** START Data records **
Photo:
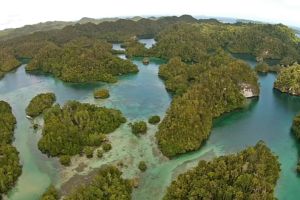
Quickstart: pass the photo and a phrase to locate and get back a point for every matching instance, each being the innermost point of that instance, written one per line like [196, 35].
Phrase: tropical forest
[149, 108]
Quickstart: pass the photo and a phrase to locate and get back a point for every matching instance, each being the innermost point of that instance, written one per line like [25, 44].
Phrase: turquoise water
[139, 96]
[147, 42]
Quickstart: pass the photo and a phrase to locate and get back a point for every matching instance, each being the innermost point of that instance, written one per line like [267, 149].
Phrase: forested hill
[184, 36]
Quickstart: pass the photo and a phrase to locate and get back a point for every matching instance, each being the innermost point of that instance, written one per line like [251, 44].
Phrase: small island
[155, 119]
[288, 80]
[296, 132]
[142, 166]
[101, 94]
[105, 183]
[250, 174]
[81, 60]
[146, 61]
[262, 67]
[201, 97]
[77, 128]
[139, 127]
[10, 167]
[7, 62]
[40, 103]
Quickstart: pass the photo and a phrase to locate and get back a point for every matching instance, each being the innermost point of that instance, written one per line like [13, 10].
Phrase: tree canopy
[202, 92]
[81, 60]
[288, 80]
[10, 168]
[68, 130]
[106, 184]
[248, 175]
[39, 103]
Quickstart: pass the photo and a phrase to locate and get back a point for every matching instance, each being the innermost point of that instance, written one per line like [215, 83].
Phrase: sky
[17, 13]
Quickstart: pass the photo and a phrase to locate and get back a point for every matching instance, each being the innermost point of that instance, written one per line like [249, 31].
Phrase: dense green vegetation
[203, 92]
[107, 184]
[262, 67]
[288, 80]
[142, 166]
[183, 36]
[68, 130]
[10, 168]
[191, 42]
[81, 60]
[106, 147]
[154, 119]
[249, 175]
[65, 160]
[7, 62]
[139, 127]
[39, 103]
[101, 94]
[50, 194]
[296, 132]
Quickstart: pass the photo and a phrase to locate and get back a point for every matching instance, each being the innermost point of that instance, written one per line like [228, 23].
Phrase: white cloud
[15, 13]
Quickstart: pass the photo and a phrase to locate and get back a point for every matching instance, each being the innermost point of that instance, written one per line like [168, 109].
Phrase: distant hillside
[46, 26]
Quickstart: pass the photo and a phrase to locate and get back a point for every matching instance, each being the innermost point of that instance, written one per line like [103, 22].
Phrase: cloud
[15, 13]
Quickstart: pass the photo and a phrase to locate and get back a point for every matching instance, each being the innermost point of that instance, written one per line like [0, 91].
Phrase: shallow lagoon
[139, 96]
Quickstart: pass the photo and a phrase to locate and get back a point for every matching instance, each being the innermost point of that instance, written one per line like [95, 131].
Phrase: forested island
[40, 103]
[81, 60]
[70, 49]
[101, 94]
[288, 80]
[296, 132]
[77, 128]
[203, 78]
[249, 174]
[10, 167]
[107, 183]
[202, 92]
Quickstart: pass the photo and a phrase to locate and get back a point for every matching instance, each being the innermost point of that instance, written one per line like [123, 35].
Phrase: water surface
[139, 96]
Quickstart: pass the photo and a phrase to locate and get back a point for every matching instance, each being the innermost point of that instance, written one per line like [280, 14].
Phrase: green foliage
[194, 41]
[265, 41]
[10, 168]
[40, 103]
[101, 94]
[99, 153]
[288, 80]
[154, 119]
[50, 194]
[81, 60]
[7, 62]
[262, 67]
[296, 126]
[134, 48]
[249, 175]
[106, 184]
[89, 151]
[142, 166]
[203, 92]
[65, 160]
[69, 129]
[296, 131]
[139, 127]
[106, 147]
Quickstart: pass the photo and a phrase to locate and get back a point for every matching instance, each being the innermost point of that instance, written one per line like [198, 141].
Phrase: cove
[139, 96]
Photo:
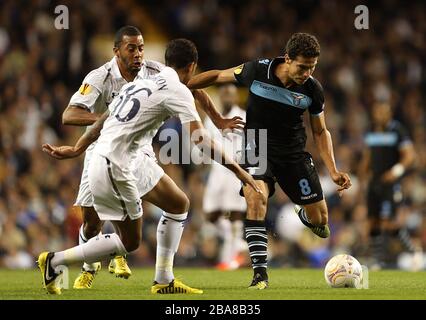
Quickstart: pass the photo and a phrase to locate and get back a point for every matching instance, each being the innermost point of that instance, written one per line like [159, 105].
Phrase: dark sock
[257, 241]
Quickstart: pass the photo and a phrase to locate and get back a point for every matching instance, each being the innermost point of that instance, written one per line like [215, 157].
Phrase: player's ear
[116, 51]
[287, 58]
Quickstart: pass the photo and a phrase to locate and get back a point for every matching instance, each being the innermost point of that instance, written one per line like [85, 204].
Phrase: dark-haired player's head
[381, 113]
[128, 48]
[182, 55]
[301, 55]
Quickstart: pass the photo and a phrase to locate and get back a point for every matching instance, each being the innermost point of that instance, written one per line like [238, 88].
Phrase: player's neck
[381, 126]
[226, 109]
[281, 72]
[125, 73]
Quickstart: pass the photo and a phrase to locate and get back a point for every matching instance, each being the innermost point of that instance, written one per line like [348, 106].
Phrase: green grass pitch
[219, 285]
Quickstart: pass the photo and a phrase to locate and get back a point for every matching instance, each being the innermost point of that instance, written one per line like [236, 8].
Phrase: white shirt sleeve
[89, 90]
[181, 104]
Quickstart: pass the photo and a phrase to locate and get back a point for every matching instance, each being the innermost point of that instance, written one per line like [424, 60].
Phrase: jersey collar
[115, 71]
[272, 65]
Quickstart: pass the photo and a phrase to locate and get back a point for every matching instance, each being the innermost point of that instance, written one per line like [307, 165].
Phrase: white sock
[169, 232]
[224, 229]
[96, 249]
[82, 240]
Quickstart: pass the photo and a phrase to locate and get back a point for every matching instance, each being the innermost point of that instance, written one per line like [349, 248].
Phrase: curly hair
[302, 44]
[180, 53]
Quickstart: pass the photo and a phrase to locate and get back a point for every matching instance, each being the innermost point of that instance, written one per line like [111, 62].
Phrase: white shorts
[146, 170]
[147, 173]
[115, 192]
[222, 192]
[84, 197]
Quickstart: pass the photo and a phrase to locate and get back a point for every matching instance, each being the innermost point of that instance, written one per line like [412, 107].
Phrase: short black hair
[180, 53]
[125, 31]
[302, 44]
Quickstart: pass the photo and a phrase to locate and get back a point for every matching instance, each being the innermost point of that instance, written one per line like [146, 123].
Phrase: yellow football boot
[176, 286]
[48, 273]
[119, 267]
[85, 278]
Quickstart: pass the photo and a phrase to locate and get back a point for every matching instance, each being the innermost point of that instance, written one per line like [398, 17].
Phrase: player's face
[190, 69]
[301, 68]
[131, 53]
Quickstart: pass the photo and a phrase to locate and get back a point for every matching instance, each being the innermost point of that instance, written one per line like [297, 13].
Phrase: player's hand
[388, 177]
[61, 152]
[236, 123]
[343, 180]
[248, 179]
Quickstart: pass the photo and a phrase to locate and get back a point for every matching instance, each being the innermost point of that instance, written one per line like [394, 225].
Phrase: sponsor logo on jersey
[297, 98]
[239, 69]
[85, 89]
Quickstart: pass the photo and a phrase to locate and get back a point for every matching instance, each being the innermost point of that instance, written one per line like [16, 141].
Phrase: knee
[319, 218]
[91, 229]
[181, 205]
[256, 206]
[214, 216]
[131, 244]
** END Data records **
* Objective *
Take the line with "like [412, 107]." and all lines after it through the end of the records, and write them out exactly; include nothing else.

* Answer for the task *
Quickstart: pass the photo and a phrase to locate and get back a point for every matching instance, each being the innermost point of that instance, written one per line like [412, 107].
Phrase: short black hair
[180, 53]
[125, 31]
[302, 44]
Quickstart: pass the photo and a phrase to locate and get back a point for every matching instance, each being the innermost point of that instance, written one per line like [146, 123].
Phrase: yellow football boot
[176, 286]
[48, 273]
[119, 267]
[85, 278]
Quickstart: pass the photo and a phrase to locate and get back a point for every matching instance, each being the innermost point of that instance, written one per line like [398, 17].
Phrase: player's face
[190, 69]
[301, 68]
[131, 53]
Quickstart: pass the photo and a phrase to locate and get back a point for every matching instance, each being the innermost point of that instance, written one per line like [297, 13].
Phrase: player's hand
[388, 177]
[61, 152]
[236, 123]
[343, 180]
[248, 179]
Quickstart: pass the photo and a phrase to locate and get back a point for every matching instance, each being the innermost point of that instance, written one per line like [394, 225].
Phrase: sponsor logo on jersey
[297, 98]
[239, 69]
[85, 89]
Quickstart: pass the photo and a phrase to locate and get back a point for every matching instance, each being the innermost point of that instance, written one per line like [16, 141].
Phrase: knee
[319, 218]
[91, 229]
[181, 205]
[256, 206]
[214, 216]
[131, 244]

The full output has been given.